Recorded information Block Start

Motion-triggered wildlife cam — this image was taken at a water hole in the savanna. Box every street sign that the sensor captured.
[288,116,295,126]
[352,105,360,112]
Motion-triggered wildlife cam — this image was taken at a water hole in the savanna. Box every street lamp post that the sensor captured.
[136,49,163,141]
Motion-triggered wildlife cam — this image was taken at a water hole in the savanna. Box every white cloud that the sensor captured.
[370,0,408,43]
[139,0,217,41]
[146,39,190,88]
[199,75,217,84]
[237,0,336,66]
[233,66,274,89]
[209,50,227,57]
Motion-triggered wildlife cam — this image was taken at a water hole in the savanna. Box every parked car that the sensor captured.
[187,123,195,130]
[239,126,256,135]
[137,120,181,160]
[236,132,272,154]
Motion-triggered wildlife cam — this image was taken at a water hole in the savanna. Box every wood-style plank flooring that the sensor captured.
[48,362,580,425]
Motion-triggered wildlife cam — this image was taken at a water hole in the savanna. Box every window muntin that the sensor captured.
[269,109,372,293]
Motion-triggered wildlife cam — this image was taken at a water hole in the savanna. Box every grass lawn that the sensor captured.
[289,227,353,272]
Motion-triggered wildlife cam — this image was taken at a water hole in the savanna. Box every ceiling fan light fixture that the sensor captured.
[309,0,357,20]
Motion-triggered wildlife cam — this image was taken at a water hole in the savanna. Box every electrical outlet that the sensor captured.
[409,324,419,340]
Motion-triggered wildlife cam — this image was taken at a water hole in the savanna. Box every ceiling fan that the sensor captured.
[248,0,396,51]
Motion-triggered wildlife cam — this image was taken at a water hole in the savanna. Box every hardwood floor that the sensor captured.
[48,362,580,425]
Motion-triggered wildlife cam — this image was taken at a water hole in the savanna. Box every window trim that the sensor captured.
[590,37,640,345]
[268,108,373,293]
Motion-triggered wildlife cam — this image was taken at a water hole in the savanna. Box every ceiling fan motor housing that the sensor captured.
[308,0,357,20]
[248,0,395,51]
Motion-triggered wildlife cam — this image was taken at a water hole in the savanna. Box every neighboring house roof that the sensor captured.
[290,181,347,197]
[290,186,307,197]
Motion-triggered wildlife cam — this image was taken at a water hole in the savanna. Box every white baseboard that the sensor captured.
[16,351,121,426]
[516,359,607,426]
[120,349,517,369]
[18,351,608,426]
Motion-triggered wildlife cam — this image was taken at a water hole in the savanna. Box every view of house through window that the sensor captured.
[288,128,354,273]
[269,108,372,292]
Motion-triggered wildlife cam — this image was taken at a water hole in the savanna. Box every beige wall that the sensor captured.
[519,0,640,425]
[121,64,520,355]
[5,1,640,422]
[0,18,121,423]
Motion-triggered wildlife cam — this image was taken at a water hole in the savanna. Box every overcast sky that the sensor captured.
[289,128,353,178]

Recorded information Block End

▶ [Exercise] Transcribe each record exactly. Leave nothing out.

▶ [Response to this task]
Motion-triggered wildlife cam — this image was taken at a water hole in the savanna. Box every street sign that the sensor captured.
[288,116,295,126]
[352,105,360,112]
Motion-triggered wildlife cam — this image was taken at a water hole in the savanna. Box every street lamp post that the sensor captured.
[136,49,163,141]
Motion-triggered wildlife cam — this image was taken at a water hole in the savanna. Box every white cloud that the sensor captured.
[370,0,408,43]
[139,0,217,41]
[146,39,190,88]
[199,75,217,84]
[237,0,336,66]
[233,66,274,89]
[209,50,227,57]
Motion-triggered wildlife cam — this image was taken at a water hole in the savanna. Box every parked car that the sensor captured.
[187,123,195,130]
[239,126,256,135]
[137,120,181,160]
[236,132,272,154]
Motion-triggered wildlife cam — this image was taken at a water hole in the savanna. Box every wood-style plank flooring that the sensor captured.
[48,362,580,425]
Motion-triggered wildlife cam — this image was taken at a water hole in the savanna. Box every window muntin that the sensor captured.
[269,109,372,293]
Motion-triggered wildlife cam — this image was taken at a water hole in the savanna. Box every grass lawn that the sensor captured.
[289,227,353,272]
Motion-triggered wildlife cam — this image was taken at a water hole in the savanna. Box every ceiling fan light fixture that the sensor captured.
[309,0,357,20]
Motion-triggered wildlife cam — this image was taken at a water hole in the savanna. Box every electrical outlet that the sensor captured.
[409,324,419,340]
Motion-triggered wildlife cam — this image was taken at a water hole in the savanna. Box every ceiling fan that the sensor captured.
[248,0,396,51]
Motion-triggered wildlife cam — this image was taken at a water hole in the savanna. Box every hardwood floor that the sensor captured.
[48,362,580,425]
Motion-triggered wildlife cam — this image was taken at a water hole in the savanna. Box every window trim that the sensor captured.
[590,37,640,345]
[268,108,373,293]
Motion-triggered wildlife cam — this image was taken at a water hole in the savanna. Box every ceiling fan motor housing that the sensor captured.
[308,0,357,20]
[248,0,395,51]
Motion-triggered wildlife cam — this image was taken at a water hole in the savanna. Box every neighboring house roof that the sensor captured.
[290,181,347,197]
[290,186,307,197]
Motion-triggered wildlife cam — this image was taken at a water hole in the savanna. Box every white baseboard that the sensor captured.
[16,351,121,426]
[516,359,607,426]
[120,349,517,369]
[18,351,608,426]
Motion-triggered wildlife cam — this image was taken at a water hole in the savanna. Box every view of house through window that the sensor captured.
[288,128,354,273]
[269,108,372,292]
Motion-triggered wildlife cam — this image was taken at a water hole in the savanna. Box every beige wall that the sensor captured.
[519,0,640,425]
[121,64,520,355]
[5,1,640,422]
[0,18,121,423]
Motion-triggered wildlife cam — this image was taken at a water hole in the savanna. Box every overcast sky that the sensor captured.
[289,128,353,178]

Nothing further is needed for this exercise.